[[ PASSAGE open ]]
DeepSeekMath: Pushing the Limits of Mathematical Reasoning in Open Language Models
DeepSeekMath introduces a 7B parameter model that achieves state-of-the-art mathematical reasoning by continuing pre-training on 120B math-related tokens from Common Crawl and introducing Group Relative Policy Optimization (GRPO)
Paper Link
Key Definitions
| Term | Definition |
|---|---|
| Chain-of-Thought (CoT) Prompting | - A prompting technique where the model is encouraged to show its step-by-step reasoning process when solving problems, rather than directly producing an answer - This helps improve performance on complex reasoning tasks by decomposing the solution into intermediate reasoning steps |
| Program-of-Thought (PoT) | - A problem-solving approach where the model generates a Python program to solve mathematical problems, often leveraging libraries like sympy and math for intricate computations- The generated program is then executed to obtain the final answer, improving reliability on symbolic and numeric tasks |
| Proximal Policy Optimization (PPO) | - An actor-critic reinforcement learning algorithm widely used for fine-tuning large language models - It trains both a policy model (actor) and a value function (critic) and uses a clipped objective to stabilize updates while optimizing behavior through reward signals |
| Rejection Sampling Fine-Tuning (RFT) | - A fine-tuning method where the model generates multiple candidate outputs for each input prompt or question - Only the candidates that produce correct or high-quality answers (according to some verifier or metric) are selected and used for further training, biasing the model toward better responses |
| Common Crawl | - A publicly available repository of web crawl data containing billions of web pages across multiple languages - It serves as a rich source for extracting large-scale, domain-diverse training data for pretraining and continued training of language models |
| fastText | - A lightweight library developed by Facebook AI Research for efficient text classification and representation learning - It learns vector representations of words and can quickly classify text by training on character n-grams, making it particularly useful for large-scale text filtering tasks and handling out-of-vocabulary words |
Introduction
- Mathematical reasoning remains one of the most challenging tasks for large language models due to its complex, structured, and multi-step nature
- Current state-of-the-art challenges
- Data Quality: Existing mathematical corpora are limited in size and diversity
- Training Efficiency: Traditional reinforcement learning methods like PPO require substantial computational resources due to the need for a separate critic model
DeepSeekMath Contributions
- DeepSeekMath Corpus: A meticulously curated dataset of 120B mathematical tokens extracted from Common Crawl through an iterative fastText-based classification pipeline
- Group Relative Policy Optimization (GRPO): A memory-efficient variant of PPO that eliminates the need for a critic model while maintaining effectiveness
The resulting DeepSeekMath 7B model achieves performance approaching GPT-4 and SOTA results among all open-source models
Building the DeepSeekMath Corpus

Step 1: Initial Seed Corpus
- Started with OpenWebMath (13.6B tokens), a collection of high-quality mathematical web texts
- Used as positive examples for training a fastText classifier
Step 2: Train FastText Classifier
- Positive examples: 500,000 data points from OpenWebMath
- Negative examples: 500,000 random web pages from Common Crawl
Step 3: Recall Mathematical Web Pages
- Applied the classifier to deduplicated Common Crawl (40B HTML pages)
[[ PASSAGE closed ]]
▶ **TASK LIST**:
(A) Extract the portion of the DeepSeekMath text that runs from "DeepSeekMath: Pushing the" to "introducing Group Relative Policy Optimization (GRPO)", copying it word for word.
(B) Summarize the DeepSeekMath text in two sentences.
[[ MATERIAL SUPPLIED open ]]
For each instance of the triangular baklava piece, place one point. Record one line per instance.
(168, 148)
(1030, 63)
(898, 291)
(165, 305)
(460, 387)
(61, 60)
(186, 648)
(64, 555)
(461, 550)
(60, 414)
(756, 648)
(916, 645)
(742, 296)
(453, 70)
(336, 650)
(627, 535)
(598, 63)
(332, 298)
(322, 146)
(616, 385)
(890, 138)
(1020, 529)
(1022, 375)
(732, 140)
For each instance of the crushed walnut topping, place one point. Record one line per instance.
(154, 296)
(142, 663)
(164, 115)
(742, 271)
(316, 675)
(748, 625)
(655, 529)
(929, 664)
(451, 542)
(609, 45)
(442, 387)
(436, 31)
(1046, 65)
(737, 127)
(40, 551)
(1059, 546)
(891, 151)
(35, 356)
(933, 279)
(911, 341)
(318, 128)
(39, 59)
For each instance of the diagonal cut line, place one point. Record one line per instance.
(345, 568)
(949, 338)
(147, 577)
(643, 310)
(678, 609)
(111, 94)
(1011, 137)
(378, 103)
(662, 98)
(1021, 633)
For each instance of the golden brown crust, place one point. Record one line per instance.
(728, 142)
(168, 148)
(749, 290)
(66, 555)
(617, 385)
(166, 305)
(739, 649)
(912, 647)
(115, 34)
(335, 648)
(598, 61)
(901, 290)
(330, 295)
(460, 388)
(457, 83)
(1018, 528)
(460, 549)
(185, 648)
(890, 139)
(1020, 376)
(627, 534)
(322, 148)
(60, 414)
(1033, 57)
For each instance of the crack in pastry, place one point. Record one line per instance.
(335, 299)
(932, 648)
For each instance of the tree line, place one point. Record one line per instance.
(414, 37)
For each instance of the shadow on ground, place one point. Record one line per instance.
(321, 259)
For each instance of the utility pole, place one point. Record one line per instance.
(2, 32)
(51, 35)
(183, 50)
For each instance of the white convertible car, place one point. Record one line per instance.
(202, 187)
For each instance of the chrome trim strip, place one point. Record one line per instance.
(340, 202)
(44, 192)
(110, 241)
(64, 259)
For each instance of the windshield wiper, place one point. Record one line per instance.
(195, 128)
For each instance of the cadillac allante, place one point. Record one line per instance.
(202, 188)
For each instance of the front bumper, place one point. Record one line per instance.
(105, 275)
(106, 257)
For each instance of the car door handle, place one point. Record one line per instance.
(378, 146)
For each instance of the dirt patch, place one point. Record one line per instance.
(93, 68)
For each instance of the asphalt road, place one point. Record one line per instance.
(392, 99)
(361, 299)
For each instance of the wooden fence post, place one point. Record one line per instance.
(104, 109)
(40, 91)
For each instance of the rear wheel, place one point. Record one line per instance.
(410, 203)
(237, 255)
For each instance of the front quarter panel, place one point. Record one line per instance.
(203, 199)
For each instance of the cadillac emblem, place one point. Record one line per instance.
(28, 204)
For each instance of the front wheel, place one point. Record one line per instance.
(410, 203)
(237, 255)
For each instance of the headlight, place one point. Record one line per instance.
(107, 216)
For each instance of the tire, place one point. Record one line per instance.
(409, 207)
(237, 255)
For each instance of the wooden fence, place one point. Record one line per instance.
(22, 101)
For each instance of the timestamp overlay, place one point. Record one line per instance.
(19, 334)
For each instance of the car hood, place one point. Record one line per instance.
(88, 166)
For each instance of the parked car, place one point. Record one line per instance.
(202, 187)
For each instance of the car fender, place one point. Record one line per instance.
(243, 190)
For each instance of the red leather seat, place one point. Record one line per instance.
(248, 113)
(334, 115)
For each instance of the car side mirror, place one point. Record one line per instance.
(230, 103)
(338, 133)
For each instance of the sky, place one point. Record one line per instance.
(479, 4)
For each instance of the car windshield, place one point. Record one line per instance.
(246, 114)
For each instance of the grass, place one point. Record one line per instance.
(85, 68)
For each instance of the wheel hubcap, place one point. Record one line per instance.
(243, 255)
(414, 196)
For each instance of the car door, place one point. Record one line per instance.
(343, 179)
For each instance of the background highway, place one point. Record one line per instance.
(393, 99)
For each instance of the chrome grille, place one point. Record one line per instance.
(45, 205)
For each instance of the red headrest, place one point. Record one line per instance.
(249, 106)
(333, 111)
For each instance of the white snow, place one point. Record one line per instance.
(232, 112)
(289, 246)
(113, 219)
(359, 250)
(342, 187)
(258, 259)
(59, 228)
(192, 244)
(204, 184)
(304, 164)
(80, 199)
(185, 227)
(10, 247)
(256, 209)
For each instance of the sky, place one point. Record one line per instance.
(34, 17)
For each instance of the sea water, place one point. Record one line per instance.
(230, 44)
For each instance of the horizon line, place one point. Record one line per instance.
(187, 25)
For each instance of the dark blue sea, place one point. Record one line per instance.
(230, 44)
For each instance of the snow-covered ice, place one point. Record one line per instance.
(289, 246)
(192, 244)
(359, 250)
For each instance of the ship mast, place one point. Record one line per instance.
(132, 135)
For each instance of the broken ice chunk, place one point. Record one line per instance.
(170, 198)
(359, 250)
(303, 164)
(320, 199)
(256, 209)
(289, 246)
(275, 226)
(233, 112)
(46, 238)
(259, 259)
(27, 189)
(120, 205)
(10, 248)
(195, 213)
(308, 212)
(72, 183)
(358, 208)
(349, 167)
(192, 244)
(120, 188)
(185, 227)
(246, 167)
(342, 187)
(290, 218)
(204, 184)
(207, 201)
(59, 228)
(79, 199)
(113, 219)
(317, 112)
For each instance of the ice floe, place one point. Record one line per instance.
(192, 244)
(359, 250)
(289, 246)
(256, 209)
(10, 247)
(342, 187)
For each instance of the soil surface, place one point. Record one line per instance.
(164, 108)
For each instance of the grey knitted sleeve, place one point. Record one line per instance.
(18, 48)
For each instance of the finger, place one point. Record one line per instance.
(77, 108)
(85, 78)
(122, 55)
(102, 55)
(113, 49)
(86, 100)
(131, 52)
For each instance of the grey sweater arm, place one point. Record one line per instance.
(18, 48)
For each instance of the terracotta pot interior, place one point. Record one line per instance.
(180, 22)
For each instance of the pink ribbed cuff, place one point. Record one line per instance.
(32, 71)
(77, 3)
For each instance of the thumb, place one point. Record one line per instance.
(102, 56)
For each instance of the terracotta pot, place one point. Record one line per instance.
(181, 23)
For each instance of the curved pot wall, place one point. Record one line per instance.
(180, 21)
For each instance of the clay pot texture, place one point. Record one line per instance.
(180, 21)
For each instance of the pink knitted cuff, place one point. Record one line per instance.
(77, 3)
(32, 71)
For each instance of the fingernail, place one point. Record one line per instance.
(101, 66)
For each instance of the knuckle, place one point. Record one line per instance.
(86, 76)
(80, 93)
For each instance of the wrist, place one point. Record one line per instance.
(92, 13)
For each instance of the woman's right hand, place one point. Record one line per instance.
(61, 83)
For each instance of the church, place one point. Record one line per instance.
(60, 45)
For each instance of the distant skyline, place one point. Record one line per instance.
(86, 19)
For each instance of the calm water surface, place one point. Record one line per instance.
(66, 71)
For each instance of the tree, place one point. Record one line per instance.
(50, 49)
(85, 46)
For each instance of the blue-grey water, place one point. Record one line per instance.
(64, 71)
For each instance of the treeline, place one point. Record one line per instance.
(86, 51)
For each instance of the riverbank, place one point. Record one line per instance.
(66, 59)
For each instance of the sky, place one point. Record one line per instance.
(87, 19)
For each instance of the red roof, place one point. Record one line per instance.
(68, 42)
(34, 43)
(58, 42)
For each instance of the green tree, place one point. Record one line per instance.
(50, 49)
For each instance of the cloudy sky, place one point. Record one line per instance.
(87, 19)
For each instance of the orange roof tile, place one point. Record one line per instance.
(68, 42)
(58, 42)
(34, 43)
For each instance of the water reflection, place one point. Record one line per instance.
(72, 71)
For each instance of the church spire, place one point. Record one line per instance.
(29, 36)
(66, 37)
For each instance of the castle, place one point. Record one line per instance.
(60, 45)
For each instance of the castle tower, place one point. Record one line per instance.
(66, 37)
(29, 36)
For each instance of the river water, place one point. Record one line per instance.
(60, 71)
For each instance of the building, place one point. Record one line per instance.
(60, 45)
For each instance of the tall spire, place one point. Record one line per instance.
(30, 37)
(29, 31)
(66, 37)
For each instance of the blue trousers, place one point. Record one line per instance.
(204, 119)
[[ MATERIAL SUPPLIED closed ]]
▶ **RESPONSES**:
(A)
DeepSeekMath: Pushing the Limits of Mathematical Reasoning in Open Language Models
DeepSeekMath introduces a 7B parameter model that achieves state-of-the-art mathematical reasoning by continuing pre-training on 120B math-related tokens from Common Crawl and introducing Group Relative Policy Optimization (GRPO)

(B) DeepSeekMath is a 7B-parameter model that reaches state-of-the-art mathematical reasoning by continuing pre-training on 120B math-related tokens from Common Crawl and by introducing Group Relative Policy Optimization (GRPO), a memory-efficient variant of PPO that needs no critic model. Its corpus was built by training a fastText classifier on 500,000 data points from OpenWebMath and 500,000 random Common Crawl web pages, then applying that classifier to 40B deduplicated Common Crawl HTML pages.